**The task**
Check every line of the data below for the word "clicks" and say how many have it, without further comment.
****
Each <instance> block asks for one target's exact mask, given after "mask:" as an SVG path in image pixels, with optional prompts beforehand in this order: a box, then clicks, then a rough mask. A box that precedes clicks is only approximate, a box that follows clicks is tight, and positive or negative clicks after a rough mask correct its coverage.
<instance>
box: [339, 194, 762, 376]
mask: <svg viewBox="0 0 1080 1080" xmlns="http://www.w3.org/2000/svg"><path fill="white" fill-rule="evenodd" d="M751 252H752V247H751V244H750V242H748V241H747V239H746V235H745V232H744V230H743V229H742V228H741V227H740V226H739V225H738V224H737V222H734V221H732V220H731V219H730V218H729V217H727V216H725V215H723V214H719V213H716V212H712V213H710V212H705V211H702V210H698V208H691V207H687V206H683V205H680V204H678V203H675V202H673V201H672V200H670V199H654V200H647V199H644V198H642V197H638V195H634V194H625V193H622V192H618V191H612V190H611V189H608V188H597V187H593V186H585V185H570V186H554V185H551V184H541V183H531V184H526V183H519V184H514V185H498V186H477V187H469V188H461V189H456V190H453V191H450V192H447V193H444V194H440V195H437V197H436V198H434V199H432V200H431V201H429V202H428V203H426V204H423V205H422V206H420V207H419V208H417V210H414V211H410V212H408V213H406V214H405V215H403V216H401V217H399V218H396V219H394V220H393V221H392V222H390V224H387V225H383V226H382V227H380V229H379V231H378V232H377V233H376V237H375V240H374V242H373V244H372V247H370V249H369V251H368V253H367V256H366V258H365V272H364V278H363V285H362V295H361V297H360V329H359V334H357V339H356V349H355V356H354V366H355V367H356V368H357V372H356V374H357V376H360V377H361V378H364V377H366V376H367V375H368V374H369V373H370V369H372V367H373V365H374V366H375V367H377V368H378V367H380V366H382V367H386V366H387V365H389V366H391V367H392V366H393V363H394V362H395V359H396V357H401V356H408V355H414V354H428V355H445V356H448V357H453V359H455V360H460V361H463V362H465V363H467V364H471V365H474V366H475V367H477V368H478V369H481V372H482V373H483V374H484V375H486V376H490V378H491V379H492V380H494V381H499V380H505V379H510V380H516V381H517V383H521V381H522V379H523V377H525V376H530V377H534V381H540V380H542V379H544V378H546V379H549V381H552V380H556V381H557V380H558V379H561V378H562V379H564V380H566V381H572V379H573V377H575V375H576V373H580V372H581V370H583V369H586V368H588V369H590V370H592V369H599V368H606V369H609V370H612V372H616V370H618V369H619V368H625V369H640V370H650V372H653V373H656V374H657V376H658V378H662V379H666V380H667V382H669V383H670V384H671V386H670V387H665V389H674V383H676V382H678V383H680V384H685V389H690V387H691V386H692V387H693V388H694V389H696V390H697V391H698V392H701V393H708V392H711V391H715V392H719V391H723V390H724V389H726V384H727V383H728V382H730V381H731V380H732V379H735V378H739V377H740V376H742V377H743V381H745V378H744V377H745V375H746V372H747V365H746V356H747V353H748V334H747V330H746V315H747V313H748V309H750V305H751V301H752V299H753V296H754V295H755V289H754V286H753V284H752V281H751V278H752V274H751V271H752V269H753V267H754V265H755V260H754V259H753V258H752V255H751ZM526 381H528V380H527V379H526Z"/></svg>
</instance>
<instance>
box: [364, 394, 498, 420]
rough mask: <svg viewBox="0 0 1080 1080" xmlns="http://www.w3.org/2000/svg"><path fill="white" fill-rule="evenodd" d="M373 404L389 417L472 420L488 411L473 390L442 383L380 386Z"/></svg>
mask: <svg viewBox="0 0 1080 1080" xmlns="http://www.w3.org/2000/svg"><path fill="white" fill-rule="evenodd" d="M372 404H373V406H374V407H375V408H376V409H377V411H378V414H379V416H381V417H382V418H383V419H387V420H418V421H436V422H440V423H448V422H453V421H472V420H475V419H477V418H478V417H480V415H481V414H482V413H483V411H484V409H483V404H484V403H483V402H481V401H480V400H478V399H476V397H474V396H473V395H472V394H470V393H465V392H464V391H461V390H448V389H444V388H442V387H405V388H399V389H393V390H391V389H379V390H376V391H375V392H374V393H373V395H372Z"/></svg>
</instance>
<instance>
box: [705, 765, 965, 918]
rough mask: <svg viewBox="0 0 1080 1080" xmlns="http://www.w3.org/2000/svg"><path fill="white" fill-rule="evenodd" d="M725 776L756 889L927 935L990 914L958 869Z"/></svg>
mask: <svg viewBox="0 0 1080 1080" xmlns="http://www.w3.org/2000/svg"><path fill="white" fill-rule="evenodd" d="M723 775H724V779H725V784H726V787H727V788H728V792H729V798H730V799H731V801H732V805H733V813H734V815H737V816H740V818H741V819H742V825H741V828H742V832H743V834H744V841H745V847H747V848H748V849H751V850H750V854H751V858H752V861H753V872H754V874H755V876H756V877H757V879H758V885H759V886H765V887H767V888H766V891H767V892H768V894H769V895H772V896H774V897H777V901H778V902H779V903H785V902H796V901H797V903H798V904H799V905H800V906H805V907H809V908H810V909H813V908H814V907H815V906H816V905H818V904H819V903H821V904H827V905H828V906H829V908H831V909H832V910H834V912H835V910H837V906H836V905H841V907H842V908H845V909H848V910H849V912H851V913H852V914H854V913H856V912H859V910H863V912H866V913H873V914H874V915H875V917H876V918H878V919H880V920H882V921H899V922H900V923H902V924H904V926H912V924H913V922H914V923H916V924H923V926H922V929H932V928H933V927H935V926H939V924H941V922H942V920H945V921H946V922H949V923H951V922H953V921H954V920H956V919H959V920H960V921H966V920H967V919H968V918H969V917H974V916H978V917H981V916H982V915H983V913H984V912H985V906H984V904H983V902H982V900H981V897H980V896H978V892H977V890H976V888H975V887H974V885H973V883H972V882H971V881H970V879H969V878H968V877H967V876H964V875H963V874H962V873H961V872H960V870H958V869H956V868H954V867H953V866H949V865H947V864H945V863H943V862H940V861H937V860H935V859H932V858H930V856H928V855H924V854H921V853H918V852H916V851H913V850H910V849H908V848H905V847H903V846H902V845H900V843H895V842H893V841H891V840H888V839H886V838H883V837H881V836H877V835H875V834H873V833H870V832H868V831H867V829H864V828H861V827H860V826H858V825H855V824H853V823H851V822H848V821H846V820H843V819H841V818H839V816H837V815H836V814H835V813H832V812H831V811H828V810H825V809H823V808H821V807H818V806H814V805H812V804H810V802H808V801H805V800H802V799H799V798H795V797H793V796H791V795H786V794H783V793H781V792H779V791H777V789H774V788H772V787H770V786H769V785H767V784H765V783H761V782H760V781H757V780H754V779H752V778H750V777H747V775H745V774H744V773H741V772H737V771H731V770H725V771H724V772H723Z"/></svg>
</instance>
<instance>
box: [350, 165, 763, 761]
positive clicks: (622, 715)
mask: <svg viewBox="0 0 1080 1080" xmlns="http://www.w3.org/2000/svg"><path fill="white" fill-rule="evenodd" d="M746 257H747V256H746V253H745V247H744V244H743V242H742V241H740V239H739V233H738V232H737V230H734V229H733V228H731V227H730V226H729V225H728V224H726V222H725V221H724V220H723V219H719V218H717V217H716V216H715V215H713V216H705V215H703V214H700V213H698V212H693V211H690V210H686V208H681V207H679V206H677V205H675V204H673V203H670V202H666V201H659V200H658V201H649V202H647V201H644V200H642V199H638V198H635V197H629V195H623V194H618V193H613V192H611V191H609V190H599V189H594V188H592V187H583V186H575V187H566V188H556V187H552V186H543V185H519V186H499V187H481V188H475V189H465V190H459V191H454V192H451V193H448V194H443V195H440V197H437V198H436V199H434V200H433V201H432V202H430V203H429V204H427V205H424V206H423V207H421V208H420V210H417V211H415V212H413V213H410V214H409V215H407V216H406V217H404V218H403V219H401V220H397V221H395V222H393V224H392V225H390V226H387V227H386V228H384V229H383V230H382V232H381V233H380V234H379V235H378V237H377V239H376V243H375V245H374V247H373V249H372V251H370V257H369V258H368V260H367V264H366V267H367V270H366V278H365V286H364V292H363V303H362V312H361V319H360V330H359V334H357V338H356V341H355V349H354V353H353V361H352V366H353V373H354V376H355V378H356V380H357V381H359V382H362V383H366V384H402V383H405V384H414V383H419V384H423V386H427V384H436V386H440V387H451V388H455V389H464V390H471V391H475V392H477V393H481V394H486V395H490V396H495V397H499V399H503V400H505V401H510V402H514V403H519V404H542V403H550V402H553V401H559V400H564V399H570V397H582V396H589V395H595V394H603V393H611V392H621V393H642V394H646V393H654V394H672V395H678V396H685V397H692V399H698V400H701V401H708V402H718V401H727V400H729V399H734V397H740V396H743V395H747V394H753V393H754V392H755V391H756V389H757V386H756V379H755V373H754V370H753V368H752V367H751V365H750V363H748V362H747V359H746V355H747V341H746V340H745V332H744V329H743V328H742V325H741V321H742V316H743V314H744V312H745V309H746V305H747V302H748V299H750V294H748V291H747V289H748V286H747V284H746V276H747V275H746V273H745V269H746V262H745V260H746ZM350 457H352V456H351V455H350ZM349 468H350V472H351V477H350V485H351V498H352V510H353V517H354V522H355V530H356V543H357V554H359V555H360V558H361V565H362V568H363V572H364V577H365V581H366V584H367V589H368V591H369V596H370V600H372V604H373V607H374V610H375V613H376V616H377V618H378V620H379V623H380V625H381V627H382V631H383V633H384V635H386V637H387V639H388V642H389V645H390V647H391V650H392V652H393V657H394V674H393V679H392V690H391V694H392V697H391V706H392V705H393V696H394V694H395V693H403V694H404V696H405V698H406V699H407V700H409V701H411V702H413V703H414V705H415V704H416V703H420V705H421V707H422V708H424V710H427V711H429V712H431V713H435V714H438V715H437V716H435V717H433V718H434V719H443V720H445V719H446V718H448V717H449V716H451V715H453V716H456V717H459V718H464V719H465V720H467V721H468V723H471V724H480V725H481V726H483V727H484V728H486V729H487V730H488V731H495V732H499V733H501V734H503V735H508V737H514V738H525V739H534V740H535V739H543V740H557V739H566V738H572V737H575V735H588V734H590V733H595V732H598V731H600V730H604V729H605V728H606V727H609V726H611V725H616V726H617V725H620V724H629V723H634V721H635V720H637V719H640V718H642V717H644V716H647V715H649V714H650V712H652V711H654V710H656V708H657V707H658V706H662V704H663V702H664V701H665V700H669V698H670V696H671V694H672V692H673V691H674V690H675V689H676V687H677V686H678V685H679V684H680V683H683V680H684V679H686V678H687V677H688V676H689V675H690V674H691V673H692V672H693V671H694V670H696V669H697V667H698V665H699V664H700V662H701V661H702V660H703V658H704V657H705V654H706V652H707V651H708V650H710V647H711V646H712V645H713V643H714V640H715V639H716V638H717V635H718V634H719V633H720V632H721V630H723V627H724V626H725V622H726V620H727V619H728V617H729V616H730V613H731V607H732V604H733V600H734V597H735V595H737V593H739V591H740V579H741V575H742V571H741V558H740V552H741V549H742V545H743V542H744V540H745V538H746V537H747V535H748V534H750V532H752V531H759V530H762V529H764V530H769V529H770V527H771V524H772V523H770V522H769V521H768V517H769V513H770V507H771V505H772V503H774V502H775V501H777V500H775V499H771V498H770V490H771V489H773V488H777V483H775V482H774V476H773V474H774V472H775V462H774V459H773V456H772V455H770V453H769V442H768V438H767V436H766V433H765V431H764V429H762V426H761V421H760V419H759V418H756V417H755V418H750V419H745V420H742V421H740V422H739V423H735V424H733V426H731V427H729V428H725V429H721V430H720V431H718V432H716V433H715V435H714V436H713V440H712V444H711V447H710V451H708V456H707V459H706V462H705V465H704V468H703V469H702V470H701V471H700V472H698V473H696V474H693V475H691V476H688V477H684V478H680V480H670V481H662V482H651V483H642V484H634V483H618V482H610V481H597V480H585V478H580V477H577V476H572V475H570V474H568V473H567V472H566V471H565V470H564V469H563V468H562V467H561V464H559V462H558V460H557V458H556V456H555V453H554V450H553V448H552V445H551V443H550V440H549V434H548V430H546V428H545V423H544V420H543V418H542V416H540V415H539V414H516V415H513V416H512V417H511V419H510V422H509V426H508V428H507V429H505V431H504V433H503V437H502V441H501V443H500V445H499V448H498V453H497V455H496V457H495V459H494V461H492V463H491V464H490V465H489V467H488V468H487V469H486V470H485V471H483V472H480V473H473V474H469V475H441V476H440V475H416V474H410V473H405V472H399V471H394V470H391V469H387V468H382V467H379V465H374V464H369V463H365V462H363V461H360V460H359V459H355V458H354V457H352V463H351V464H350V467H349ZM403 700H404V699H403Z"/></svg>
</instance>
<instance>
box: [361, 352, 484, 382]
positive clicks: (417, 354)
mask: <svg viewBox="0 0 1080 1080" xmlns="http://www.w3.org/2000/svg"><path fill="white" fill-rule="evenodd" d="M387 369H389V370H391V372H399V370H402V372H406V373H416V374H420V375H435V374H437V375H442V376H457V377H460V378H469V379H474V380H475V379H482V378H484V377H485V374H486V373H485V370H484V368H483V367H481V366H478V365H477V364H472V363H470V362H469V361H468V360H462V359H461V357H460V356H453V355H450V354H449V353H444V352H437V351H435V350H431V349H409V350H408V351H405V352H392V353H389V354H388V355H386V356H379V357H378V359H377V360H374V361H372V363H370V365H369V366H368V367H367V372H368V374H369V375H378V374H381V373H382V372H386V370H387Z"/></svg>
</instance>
****
**Answer area**
3